Start of Records supplied

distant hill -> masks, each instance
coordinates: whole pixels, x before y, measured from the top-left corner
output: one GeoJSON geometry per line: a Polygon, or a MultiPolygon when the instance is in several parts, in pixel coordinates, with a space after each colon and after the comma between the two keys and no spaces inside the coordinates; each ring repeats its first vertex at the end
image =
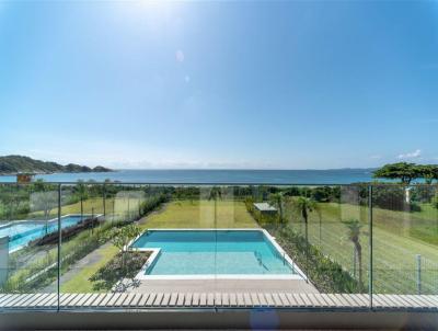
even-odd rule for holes
{"type": "Polygon", "coordinates": [[[19,172],[54,173],[54,172],[110,172],[111,169],[97,166],[90,168],[69,163],[61,166],[56,162],[34,160],[23,156],[0,157],[0,174],[15,174],[19,172]]]}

End of Records supplied

_Set task_
Retype the lines of these records word for word, leaving out the pictures.

_Output of the exercise_
distant hill -> masks, each instance
coordinates: whole pixels, x before y, measured from the top-left corner
output: one GeoJSON geometry per line: a Polygon, or a MultiPolygon when the instance is in several parts, in pixel coordinates, with a space after each colon and after the comma between the two keys and no spaces inside the coordinates; each ring repeats its first vertex at the end
image =
even-odd rule for holes
{"type": "Polygon", "coordinates": [[[19,172],[54,173],[54,172],[110,172],[111,169],[97,166],[90,168],[69,163],[61,166],[56,162],[34,160],[23,156],[0,157],[0,174],[15,174],[19,172]]]}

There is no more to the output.